■ **Given records**
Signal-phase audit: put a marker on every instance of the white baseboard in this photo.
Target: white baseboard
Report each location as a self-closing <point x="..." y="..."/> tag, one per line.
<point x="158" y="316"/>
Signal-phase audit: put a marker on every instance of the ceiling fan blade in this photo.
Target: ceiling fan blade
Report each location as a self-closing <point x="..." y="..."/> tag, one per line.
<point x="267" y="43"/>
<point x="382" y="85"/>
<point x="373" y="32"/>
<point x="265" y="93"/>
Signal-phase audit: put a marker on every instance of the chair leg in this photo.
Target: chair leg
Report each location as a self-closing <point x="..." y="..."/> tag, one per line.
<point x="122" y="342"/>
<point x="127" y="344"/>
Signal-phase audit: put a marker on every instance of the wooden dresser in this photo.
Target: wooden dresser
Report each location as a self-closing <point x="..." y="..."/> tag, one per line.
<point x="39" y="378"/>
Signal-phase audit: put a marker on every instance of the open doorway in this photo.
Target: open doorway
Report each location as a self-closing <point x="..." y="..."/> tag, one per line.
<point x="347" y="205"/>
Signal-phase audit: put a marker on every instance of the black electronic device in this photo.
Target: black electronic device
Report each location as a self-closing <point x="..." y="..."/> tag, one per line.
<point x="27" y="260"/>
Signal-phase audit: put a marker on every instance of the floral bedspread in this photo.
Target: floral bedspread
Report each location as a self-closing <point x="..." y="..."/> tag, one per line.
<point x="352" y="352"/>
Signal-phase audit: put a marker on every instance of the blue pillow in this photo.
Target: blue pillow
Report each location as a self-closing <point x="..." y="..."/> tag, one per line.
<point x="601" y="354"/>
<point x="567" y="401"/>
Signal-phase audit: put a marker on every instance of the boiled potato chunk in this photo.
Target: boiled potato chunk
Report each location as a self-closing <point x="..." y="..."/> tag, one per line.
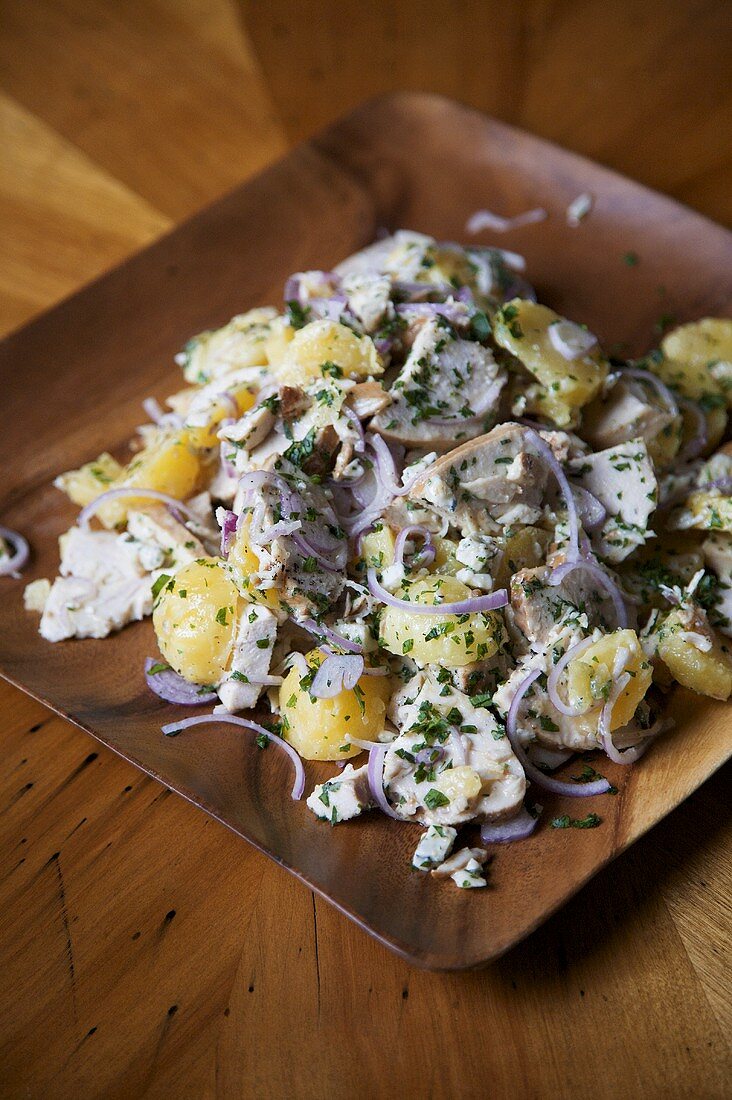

■ **Exercise details**
Can you write out the lines again, from the line containing "Signal-phase audit: put a marker on every instance of the blue" up to and including the last line, with "blue pillow" swapped for "green cushion" and nothing else changed? Leave the pictures out of your answer.

■ **Result for this task**
Signal-phase audit: put a marker on every instance of the green cushion in this photo.
Target: green cushion
Report each location as a self-closing <point x="..." y="..."/> tag, one per line.
<point x="601" y="354"/>
<point x="567" y="401"/>
Signal-phase audit: put a marker on every instance of the boiled potato chunk in this photo.
Target: boiled potato chunk
Report each location as a self-closing <point x="..." y="..."/> tag, one per line.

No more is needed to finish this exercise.